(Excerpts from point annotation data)
......

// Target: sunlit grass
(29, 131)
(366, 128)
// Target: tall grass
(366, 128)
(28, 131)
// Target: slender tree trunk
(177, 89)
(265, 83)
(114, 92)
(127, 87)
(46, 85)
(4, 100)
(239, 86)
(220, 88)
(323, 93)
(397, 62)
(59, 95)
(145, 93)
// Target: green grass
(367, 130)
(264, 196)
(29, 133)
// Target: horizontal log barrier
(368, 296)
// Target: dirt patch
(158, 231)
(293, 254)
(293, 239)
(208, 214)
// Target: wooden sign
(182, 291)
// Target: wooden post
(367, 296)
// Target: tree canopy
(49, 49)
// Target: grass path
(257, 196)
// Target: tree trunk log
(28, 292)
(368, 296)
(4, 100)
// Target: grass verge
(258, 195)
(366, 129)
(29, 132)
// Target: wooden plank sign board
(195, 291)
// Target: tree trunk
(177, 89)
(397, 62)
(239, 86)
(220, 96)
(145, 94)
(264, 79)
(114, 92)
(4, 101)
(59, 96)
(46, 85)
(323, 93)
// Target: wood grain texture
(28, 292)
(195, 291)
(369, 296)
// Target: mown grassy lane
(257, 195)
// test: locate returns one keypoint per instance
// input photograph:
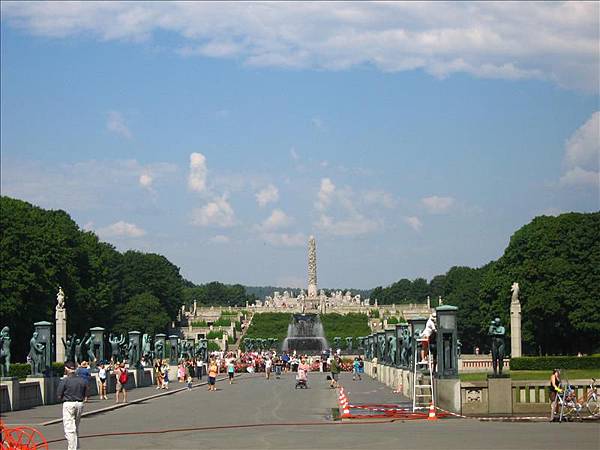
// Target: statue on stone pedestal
(497, 332)
(392, 350)
(515, 290)
(406, 351)
(4, 352)
(159, 348)
(60, 299)
(337, 342)
(86, 347)
(146, 347)
(70, 347)
(37, 355)
(115, 346)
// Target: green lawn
(571, 374)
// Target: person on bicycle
(555, 389)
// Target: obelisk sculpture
(312, 267)
(515, 322)
(61, 325)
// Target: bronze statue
(4, 352)
(37, 355)
(497, 332)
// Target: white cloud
(414, 222)
(198, 172)
(267, 195)
(115, 123)
(278, 219)
(580, 177)
(325, 194)
(348, 226)
(583, 147)
(484, 39)
(217, 213)
(582, 155)
(121, 229)
(146, 180)
(109, 185)
(220, 239)
(285, 239)
(380, 198)
(437, 205)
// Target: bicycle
(591, 401)
(570, 408)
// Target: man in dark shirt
(72, 390)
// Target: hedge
(214, 335)
(23, 370)
(554, 362)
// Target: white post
(515, 323)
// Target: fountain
(305, 335)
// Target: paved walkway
(254, 413)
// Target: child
(165, 377)
(231, 370)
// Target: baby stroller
(301, 379)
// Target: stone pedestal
(515, 329)
(12, 385)
(48, 388)
(447, 393)
(499, 394)
(61, 333)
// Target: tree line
(41, 250)
(555, 260)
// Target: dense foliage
(269, 325)
(555, 362)
(555, 260)
(41, 250)
(217, 294)
(349, 325)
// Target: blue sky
(407, 138)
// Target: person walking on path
(555, 389)
(356, 369)
(72, 390)
(268, 365)
(213, 371)
(102, 375)
(121, 375)
(165, 375)
(83, 371)
(231, 369)
(335, 370)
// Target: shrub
(554, 362)
(20, 370)
(23, 370)
(349, 325)
(214, 335)
(222, 322)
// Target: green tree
(153, 273)
(144, 313)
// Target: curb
(132, 402)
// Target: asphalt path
(255, 413)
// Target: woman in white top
(429, 330)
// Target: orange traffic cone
(432, 415)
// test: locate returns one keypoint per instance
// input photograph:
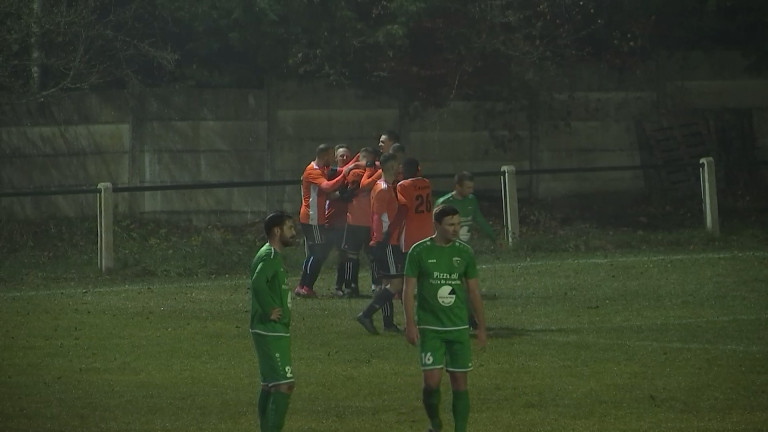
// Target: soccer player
(315, 188)
(387, 140)
(441, 276)
(469, 209)
(388, 258)
(357, 233)
(336, 212)
(414, 193)
(271, 321)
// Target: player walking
(441, 276)
(271, 322)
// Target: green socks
(460, 407)
(273, 406)
(276, 411)
(264, 397)
(431, 400)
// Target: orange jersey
(313, 198)
(416, 195)
(336, 210)
(336, 213)
(359, 210)
(383, 211)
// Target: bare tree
(51, 46)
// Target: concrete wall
(186, 136)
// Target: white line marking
(652, 323)
(583, 340)
(144, 285)
(629, 259)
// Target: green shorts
(449, 348)
(274, 354)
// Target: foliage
(425, 51)
(52, 46)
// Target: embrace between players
(383, 207)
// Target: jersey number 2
(423, 203)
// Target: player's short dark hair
(370, 150)
(392, 135)
(462, 177)
(387, 158)
(443, 211)
(275, 220)
(410, 168)
(323, 149)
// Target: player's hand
(412, 334)
(482, 338)
(350, 167)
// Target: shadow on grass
(515, 332)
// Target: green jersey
(269, 290)
(440, 271)
(469, 214)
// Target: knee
(284, 388)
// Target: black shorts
(356, 238)
(335, 235)
(388, 261)
(314, 234)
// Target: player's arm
(271, 310)
(404, 203)
(372, 175)
(476, 303)
(378, 208)
(409, 292)
(324, 184)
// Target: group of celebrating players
(375, 203)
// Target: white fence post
(709, 195)
(106, 229)
(509, 198)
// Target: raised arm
(476, 303)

......

**WHAT YOU NEED TO DO**
Reproduce the data above in full, exactly as it is, with the pictures left out.

**ANSWER TO THIS PROBLEM**
// Target: sunlit grass
(29, 131)
(366, 128)
// Target: tall grass
(366, 128)
(28, 131)
// Target: slender tree trunk
(177, 89)
(265, 83)
(114, 92)
(127, 87)
(46, 85)
(4, 100)
(239, 86)
(220, 88)
(323, 93)
(397, 62)
(59, 95)
(145, 93)
// Target: green grass
(367, 130)
(264, 196)
(29, 133)
// Target: horizontal log barrier
(368, 296)
// Target: dirt patch
(158, 231)
(293, 254)
(293, 239)
(208, 214)
// Target: wooden sign
(182, 291)
// Target: wooden post
(367, 296)
// Target: tree canopy
(49, 49)
// Target: grass path
(257, 196)
// Target: tree trunk log
(28, 292)
(368, 296)
(4, 100)
// Target: grass verge
(258, 195)
(366, 129)
(29, 132)
// Target: wooden plank sign board
(195, 291)
// Target: tree trunk
(177, 89)
(397, 62)
(239, 86)
(220, 96)
(145, 94)
(264, 79)
(114, 92)
(4, 101)
(59, 96)
(46, 85)
(323, 93)
// Target: wood grain texture
(28, 292)
(195, 291)
(369, 296)
// Target: mown grassy lane
(257, 195)
// test: locate returns one keypoint per instance
// input photograph:
// Target: statue on stone pedestal
(497, 332)
(392, 350)
(515, 290)
(406, 351)
(4, 352)
(159, 348)
(60, 299)
(337, 342)
(86, 347)
(146, 347)
(70, 347)
(37, 355)
(115, 346)
// Target: green lawn
(571, 374)
// Target: person on bicycle
(555, 389)
// Target: obelisk sculpture
(312, 267)
(515, 322)
(61, 325)
// Target: bronze statue
(4, 352)
(37, 355)
(497, 332)
// Target: white cloud
(414, 222)
(198, 172)
(267, 195)
(115, 123)
(278, 219)
(580, 177)
(325, 194)
(348, 226)
(583, 147)
(484, 39)
(217, 213)
(582, 155)
(121, 229)
(146, 180)
(109, 185)
(220, 239)
(285, 239)
(380, 198)
(437, 205)
// Target: bicycle
(591, 401)
(570, 408)
// Target: man in dark shirt
(72, 390)
// Target: hedge
(214, 335)
(23, 370)
(554, 362)
// Target: white post
(515, 323)
// Target: fountain
(305, 335)
// Target: paved walkway
(254, 413)
// Target: child
(165, 377)
(231, 370)
// Target: baby stroller
(301, 379)
// Target: stone pedestal
(515, 329)
(12, 385)
(48, 388)
(447, 393)
(499, 394)
(61, 333)
// Target: tree line
(41, 250)
(555, 260)
// Target: dense foliage
(269, 325)
(555, 362)
(555, 260)
(41, 250)
(217, 294)
(349, 325)
// Target: blue sky
(407, 138)
// Target: person walking on path
(555, 389)
(356, 369)
(72, 390)
(268, 365)
(213, 371)
(102, 375)
(121, 375)
(165, 375)
(83, 371)
(231, 369)
(335, 370)
// Target: shrub
(554, 362)
(20, 370)
(23, 370)
(349, 325)
(214, 335)
(222, 322)
// Target: green tree
(153, 273)
(144, 313)
// Target: curb
(132, 402)
// Target: asphalt path
(255, 413)
// Target: woman in white top
(429, 330)
// Target: orange traffic cone
(432, 415)
// test: locate returns one keypoint per instance
// input photograph:
// Target: soccer player
(315, 188)
(387, 140)
(441, 276)
(469, 209)
(388, 258)
(357, 233)
(336, 212)
(414, 193)
(271, 321)
// Target: player walking
(441, 276)
(271, 322)
// Target: green socks
(460, 407)
(273, 406)
(276, 411)
(264, 397)
(431, 400)
// Target: orange jersey
(313, 198)
(416, 195)
(336, 210)
(336, 213)
(359, 210)
(383, 211)
// Target: bare tree
(51, 46)
// Target: concrete wall
(186, 136)
// Target: white line marking
(652, 323)
(583, 340)
(144, 285)
(629, 259)
// Target: green shorts
(449, 348)
(274, 354)
// Target: foliage
(425, 51)
(52, 46)
// Target: embrace between players
(383, 207)
// Target: jersey number 2
(423, 203)
// Target: player's short dark hair
(370, 150)
(392, 135)
(462, 177)
(387, 158)
(443, 211)
(275, 220)
(410, 168)
(323, 149)
// Target: player's hand
(412, 334)
(482, 338)
(350, 167)
// Target: shadow on grass
(515, 332)
// Target: green jersey
(269, 290)
(440, 271)
(469, 214)
// Target: knee
(284, 388)
// Target: black shorts
(356, 238)
(335, 235)
(388, 261)
(314, 234)
// Target: player's arm
(271, 310)
(404, 203)
(372, 175)
(476, 303)
(378, 208)
(409, 292)
(324, 184)
// Target: group of celebrating players
(375, 203)
// Target: white fence post
(709, 195)
(106, 229)
(509, 198)
// Target: raised arm
(476, 303)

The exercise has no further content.